What you are asked to do —
Give the lines from the one containing "white wall of" through the one containing "[[241,0],[239,20],[239,40],[241,52],[247,49],[256,51],[256,1]]" as a JSON list of strings, one string per line, leaving out blank lines. Include both end lines and nothing else.

Record set —
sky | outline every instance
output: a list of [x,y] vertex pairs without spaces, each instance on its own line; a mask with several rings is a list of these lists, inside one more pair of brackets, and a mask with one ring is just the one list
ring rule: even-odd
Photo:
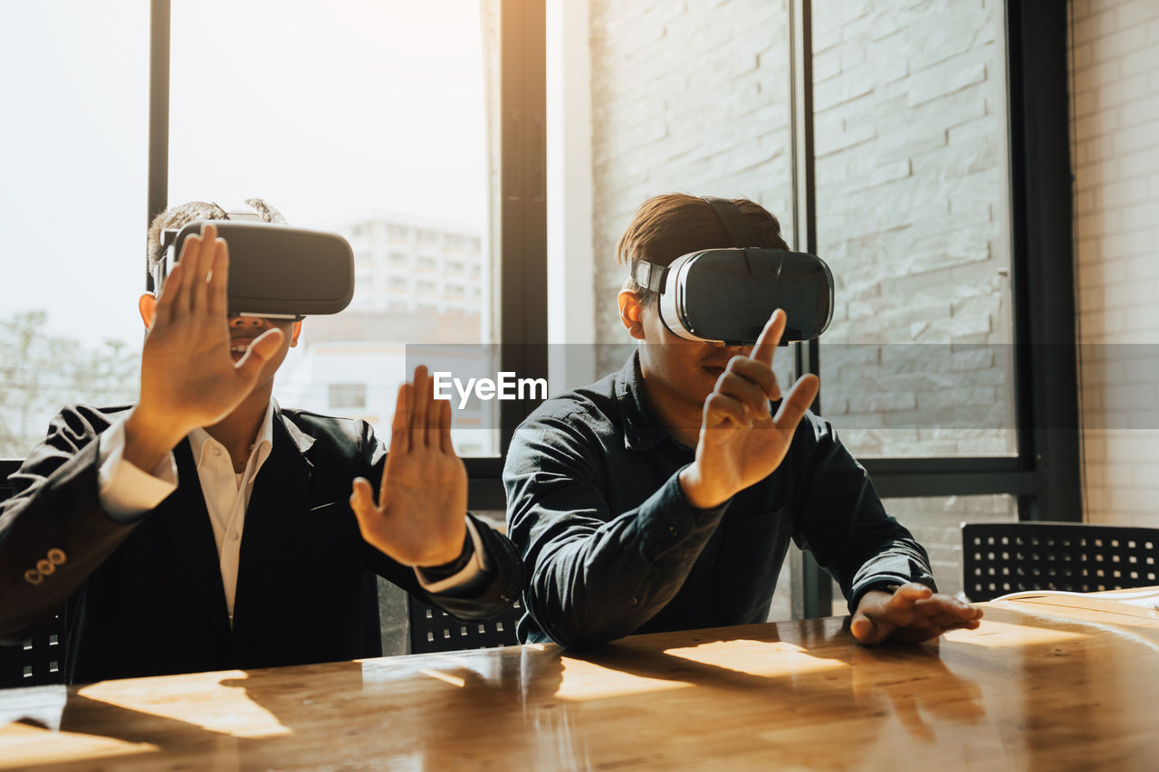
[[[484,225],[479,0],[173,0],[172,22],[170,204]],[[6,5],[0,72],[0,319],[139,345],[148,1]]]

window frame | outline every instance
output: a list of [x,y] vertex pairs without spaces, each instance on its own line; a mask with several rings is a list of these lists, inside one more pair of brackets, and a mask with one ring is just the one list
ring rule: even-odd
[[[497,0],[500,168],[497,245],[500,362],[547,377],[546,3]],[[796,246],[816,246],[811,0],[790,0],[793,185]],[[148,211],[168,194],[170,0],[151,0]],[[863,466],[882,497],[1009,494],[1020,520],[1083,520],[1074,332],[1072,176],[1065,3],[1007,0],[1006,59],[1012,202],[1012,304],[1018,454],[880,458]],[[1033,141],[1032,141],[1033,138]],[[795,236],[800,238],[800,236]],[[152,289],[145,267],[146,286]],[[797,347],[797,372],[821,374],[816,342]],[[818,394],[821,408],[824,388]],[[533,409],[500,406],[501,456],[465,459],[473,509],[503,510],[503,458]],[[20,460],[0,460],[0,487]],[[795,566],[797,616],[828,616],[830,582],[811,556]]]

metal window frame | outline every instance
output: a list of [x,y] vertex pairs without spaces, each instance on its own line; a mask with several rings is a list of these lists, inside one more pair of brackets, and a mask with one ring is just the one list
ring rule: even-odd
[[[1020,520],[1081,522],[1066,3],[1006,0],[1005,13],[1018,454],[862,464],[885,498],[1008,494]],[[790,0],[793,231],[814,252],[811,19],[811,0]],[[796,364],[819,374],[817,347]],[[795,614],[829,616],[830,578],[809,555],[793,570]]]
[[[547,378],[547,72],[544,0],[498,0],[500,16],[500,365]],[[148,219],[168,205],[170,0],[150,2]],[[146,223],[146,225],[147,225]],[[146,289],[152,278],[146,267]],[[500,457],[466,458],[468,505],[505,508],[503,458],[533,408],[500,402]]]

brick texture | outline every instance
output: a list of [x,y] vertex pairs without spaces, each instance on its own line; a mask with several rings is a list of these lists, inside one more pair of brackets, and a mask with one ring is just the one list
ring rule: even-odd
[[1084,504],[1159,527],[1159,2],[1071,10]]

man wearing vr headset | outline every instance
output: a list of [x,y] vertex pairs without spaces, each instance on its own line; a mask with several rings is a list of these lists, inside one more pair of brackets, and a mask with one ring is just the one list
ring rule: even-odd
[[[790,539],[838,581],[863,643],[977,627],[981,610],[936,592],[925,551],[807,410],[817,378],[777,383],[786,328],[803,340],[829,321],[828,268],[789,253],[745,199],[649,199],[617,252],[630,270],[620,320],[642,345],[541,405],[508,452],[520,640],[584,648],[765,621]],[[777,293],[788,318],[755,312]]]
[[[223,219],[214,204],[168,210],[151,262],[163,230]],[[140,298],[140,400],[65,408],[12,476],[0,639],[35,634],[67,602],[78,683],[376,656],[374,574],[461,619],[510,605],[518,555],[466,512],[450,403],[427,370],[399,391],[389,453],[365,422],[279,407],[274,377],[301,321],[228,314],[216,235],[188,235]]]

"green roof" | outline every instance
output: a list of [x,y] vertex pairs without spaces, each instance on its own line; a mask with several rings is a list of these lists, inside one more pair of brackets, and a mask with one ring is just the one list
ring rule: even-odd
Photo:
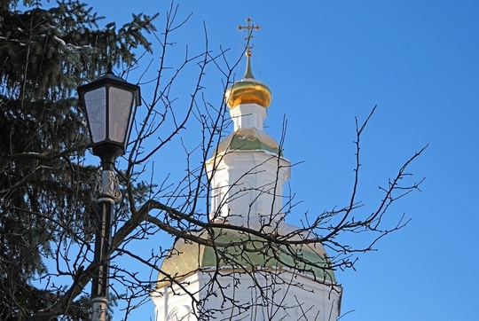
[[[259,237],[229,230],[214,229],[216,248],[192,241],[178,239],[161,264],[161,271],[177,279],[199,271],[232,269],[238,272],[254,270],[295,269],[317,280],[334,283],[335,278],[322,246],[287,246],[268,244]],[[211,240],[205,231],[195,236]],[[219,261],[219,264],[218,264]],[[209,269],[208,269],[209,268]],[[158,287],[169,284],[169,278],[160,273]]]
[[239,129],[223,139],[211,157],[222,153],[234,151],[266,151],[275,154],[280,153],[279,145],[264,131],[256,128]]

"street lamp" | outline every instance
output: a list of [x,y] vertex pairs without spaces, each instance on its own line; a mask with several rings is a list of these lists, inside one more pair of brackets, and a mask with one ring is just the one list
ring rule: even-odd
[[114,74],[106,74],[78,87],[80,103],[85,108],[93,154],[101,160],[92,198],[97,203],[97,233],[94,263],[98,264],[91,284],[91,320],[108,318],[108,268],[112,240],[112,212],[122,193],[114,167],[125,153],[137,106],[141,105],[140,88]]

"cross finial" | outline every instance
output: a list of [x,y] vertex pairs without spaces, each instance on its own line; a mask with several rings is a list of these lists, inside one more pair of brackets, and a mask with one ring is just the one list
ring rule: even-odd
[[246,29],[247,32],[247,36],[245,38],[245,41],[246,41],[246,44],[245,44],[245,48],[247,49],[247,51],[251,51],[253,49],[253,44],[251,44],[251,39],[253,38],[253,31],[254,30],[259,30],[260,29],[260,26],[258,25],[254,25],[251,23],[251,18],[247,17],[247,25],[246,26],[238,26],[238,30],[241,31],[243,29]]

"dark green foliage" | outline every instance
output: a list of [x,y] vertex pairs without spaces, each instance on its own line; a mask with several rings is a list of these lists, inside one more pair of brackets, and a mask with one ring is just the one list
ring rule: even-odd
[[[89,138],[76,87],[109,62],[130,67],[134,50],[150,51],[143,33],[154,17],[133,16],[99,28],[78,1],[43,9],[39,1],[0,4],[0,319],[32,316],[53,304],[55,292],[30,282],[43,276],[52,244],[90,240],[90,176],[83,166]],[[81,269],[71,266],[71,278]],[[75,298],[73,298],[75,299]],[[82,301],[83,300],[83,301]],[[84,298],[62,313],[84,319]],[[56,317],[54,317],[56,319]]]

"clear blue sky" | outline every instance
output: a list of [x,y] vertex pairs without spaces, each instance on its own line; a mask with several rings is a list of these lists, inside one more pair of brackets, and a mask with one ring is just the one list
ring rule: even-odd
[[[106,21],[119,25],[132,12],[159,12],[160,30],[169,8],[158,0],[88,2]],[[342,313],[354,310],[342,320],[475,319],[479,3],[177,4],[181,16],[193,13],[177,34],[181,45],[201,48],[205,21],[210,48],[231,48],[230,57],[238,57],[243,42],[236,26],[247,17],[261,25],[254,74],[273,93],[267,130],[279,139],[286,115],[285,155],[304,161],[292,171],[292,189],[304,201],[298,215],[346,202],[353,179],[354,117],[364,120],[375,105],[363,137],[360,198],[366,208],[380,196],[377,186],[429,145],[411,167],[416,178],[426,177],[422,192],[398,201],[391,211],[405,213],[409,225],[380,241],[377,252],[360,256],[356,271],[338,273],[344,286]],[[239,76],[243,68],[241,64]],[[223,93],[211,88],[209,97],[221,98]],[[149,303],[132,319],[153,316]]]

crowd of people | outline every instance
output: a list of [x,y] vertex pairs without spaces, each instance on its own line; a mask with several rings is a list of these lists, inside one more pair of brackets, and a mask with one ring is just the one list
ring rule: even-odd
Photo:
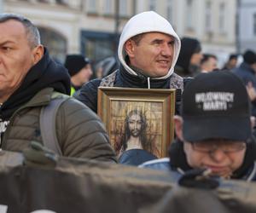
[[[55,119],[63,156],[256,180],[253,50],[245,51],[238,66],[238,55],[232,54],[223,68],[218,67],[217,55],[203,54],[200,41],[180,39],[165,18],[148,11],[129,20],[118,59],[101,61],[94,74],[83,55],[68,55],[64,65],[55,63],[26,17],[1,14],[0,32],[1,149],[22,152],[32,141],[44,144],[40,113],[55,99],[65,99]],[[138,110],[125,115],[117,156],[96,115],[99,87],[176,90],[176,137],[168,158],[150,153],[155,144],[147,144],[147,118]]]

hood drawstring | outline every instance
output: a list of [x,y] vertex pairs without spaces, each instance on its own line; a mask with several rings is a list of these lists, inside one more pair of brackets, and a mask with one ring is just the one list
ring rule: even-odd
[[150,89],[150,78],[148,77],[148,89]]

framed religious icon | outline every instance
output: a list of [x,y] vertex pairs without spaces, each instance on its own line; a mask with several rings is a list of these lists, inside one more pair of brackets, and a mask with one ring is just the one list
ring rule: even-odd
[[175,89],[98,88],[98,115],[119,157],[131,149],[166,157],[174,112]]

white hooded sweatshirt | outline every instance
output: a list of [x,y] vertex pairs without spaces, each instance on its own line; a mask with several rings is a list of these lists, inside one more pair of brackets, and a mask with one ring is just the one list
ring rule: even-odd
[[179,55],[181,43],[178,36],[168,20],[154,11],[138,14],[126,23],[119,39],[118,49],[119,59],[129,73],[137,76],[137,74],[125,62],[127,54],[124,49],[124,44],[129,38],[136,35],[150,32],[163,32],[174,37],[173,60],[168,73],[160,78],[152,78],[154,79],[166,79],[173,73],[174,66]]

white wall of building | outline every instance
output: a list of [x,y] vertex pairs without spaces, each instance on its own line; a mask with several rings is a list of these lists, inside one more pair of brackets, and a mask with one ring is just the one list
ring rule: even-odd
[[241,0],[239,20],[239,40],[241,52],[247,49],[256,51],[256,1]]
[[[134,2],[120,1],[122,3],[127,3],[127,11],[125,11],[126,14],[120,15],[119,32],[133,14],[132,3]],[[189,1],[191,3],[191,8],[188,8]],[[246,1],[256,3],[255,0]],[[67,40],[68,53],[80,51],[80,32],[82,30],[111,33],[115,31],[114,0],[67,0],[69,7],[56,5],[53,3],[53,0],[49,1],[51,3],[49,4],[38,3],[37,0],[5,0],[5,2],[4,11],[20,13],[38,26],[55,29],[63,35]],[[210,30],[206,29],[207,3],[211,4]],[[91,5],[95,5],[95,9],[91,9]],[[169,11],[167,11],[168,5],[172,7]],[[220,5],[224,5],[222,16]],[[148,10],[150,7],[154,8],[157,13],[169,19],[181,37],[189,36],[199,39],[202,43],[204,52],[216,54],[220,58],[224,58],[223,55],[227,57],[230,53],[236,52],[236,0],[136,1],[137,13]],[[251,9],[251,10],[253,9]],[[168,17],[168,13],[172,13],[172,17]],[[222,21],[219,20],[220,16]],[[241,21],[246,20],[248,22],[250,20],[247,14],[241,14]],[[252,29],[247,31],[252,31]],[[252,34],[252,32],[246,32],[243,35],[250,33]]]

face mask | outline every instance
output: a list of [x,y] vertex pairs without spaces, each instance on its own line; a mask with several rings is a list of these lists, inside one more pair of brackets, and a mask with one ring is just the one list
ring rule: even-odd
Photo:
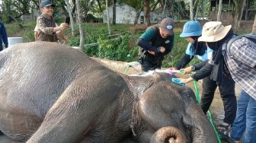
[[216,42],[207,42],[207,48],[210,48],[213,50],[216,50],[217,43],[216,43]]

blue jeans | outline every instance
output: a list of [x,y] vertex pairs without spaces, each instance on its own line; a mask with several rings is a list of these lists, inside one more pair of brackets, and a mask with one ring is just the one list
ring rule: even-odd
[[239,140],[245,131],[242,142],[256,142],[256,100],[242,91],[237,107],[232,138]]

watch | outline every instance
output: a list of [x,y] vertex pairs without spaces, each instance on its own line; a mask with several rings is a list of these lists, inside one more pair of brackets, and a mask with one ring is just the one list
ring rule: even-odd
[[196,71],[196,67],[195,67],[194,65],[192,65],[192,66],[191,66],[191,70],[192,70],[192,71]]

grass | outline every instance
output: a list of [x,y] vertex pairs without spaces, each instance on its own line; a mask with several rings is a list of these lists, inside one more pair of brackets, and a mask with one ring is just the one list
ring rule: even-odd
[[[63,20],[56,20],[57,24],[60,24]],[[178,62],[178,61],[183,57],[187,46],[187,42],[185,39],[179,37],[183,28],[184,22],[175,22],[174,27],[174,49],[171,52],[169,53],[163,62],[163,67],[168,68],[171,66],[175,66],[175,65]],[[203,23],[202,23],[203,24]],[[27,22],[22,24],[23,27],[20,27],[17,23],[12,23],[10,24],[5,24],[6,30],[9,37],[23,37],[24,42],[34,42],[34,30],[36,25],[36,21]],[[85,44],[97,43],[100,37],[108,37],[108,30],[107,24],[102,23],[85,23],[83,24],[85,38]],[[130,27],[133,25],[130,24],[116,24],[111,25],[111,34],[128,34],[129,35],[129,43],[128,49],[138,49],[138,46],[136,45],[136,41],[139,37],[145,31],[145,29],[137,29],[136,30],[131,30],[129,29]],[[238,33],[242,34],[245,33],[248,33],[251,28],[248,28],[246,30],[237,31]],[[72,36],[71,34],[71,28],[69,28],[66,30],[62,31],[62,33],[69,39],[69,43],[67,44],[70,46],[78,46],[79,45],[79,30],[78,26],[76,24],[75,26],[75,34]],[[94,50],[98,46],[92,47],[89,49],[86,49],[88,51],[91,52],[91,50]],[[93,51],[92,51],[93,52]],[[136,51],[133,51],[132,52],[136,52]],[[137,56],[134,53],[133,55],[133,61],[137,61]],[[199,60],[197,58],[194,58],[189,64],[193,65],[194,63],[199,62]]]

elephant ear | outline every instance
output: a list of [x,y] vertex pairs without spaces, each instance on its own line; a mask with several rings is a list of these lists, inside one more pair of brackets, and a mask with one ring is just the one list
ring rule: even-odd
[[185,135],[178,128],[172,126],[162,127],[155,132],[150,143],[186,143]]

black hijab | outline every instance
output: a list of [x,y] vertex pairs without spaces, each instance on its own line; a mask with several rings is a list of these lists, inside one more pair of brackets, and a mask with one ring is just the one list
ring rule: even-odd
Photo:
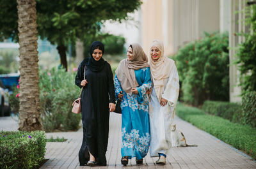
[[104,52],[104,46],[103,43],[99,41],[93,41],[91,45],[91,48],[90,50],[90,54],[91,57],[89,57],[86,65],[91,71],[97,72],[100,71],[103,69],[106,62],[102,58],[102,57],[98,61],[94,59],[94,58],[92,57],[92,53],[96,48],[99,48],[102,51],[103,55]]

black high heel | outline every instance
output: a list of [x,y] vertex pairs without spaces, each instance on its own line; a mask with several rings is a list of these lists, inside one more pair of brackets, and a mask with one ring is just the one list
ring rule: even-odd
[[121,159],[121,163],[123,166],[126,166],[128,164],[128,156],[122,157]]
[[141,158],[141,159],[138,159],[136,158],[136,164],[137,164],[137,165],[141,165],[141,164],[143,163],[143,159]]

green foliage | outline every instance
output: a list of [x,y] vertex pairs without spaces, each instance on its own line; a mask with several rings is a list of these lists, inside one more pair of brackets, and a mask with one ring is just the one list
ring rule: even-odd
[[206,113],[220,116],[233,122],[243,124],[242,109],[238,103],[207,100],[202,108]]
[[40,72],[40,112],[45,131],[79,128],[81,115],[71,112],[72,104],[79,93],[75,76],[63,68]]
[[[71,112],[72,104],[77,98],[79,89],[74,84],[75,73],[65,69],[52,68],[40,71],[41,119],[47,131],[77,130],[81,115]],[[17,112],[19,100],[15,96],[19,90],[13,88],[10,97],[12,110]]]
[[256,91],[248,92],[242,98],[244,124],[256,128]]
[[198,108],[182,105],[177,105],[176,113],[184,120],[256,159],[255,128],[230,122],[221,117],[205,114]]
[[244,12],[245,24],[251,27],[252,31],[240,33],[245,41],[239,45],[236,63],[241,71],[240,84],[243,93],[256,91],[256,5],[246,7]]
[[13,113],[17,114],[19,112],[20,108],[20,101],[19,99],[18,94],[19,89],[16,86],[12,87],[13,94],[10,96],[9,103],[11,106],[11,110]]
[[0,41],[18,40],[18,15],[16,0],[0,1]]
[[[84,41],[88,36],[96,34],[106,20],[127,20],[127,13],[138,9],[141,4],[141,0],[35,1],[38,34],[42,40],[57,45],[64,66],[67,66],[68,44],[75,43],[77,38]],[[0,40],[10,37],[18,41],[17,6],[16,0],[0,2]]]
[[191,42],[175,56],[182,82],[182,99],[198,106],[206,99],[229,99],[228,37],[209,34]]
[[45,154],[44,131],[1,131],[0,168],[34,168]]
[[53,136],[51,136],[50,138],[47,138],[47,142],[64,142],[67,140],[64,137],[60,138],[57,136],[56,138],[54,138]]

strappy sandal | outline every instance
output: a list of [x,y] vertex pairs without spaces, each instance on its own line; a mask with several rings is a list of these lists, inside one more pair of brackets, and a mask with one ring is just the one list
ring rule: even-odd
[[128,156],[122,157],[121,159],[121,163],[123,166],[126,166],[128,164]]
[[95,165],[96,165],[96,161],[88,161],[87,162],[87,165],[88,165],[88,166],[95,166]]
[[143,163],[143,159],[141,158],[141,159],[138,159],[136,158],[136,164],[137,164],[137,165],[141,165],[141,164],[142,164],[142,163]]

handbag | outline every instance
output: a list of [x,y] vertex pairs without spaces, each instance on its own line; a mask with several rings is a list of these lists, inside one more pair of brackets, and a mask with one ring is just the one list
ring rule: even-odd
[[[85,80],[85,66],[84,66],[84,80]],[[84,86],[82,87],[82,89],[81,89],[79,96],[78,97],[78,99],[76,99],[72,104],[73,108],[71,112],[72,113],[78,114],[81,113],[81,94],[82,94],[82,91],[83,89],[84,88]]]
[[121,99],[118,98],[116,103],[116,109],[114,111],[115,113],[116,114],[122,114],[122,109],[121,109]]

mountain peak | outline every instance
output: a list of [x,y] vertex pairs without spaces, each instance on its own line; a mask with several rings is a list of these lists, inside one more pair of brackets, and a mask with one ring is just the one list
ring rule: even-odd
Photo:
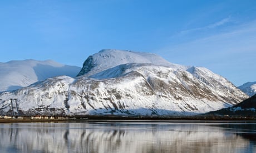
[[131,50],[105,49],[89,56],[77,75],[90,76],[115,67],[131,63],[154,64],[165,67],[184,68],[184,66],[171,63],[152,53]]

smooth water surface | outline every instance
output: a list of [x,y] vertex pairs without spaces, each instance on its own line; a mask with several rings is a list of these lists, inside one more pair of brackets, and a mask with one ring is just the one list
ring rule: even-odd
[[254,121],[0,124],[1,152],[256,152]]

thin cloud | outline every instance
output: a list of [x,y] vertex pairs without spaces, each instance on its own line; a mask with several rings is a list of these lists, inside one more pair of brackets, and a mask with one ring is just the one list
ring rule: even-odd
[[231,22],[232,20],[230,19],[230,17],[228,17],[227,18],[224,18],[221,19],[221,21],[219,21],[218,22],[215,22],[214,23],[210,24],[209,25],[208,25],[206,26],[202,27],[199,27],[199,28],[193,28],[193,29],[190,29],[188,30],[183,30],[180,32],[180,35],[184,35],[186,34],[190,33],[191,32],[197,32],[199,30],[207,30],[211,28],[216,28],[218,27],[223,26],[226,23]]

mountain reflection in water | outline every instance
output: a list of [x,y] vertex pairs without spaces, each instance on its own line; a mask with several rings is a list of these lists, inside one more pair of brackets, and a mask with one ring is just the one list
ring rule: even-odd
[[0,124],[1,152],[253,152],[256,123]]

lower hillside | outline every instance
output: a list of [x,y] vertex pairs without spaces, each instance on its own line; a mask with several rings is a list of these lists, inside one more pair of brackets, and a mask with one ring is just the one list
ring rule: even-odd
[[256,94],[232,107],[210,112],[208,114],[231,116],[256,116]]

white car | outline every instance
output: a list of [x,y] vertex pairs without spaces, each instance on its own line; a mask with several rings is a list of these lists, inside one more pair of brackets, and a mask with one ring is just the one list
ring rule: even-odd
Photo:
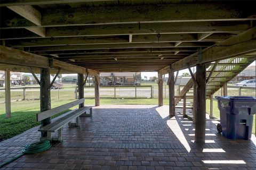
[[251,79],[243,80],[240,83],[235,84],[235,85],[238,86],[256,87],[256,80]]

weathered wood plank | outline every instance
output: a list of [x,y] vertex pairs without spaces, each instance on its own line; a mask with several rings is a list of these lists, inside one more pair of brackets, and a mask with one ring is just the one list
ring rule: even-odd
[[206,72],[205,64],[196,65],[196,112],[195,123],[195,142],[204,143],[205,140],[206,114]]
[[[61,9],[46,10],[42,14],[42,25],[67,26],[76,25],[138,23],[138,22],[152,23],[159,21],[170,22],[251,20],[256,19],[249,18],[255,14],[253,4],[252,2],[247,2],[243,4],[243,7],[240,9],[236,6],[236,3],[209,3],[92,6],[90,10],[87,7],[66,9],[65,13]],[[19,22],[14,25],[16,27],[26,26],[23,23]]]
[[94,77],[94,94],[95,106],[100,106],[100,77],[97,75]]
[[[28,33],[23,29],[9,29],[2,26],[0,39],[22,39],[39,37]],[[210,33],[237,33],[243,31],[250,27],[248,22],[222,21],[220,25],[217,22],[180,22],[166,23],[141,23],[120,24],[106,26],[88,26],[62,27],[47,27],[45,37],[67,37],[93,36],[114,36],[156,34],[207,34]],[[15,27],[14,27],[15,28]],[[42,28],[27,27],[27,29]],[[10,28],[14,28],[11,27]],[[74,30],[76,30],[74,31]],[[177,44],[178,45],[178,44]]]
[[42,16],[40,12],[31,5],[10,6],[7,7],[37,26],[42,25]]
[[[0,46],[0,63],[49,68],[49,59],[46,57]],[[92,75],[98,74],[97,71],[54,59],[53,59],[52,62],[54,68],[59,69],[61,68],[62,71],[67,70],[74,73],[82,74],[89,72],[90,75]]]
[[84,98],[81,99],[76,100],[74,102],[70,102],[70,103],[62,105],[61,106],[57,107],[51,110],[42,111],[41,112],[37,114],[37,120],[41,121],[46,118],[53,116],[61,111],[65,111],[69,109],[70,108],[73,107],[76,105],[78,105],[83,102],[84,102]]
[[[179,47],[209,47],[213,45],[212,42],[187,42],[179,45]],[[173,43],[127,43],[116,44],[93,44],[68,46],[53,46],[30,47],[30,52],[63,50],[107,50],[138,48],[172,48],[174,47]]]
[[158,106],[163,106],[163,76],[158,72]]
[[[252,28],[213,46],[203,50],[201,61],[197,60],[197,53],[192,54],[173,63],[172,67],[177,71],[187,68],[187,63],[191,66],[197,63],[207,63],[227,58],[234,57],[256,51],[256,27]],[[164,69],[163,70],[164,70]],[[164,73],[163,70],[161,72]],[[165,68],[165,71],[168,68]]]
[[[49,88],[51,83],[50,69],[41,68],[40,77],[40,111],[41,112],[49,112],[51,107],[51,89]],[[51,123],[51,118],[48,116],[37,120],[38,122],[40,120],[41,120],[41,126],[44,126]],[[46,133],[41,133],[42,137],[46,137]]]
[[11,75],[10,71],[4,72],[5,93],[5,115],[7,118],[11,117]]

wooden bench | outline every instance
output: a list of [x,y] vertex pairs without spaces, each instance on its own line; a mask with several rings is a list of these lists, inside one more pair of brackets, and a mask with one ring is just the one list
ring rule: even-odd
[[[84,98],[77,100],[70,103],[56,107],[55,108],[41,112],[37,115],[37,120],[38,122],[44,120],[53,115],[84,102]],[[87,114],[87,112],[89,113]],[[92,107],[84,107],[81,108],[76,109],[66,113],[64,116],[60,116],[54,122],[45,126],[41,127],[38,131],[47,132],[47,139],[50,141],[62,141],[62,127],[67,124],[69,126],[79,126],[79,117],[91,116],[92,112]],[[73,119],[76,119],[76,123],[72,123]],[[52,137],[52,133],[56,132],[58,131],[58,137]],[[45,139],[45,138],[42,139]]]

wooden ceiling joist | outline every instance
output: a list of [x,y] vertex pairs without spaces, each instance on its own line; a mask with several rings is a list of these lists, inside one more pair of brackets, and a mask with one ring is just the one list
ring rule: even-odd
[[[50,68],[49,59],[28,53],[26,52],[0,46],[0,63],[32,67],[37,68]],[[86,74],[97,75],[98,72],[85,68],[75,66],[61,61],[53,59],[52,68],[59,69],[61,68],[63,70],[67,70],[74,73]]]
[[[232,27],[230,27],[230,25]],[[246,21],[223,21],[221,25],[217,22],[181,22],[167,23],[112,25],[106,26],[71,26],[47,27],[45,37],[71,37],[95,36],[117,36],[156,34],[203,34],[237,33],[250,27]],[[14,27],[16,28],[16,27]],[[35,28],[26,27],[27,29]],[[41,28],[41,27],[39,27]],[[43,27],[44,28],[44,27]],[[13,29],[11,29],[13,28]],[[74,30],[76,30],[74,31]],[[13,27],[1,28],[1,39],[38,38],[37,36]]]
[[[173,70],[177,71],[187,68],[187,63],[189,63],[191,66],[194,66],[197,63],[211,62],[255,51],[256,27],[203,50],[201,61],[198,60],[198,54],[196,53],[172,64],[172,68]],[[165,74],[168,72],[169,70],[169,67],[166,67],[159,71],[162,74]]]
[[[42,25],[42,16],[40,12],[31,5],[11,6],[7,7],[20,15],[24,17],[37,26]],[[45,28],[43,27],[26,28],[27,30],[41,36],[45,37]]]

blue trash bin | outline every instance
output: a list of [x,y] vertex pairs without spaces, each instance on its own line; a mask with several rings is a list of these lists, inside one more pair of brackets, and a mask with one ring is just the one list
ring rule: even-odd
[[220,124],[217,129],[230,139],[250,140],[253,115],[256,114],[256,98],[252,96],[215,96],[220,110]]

Response to this exercise —
[
  "white wall of building | outline every instance",
  "output: a list of [x,y] vertex pairs without spaces, each instance on its own line; a mask with several rings is a list of these lists, inside one more pair of brackets, and a mask with one ring is just the one list",
  "ring rule: even-odd",
  "[[241,0],[239,20],[239,40],[241,52],[247,49],[256,51],[256,1]]"
]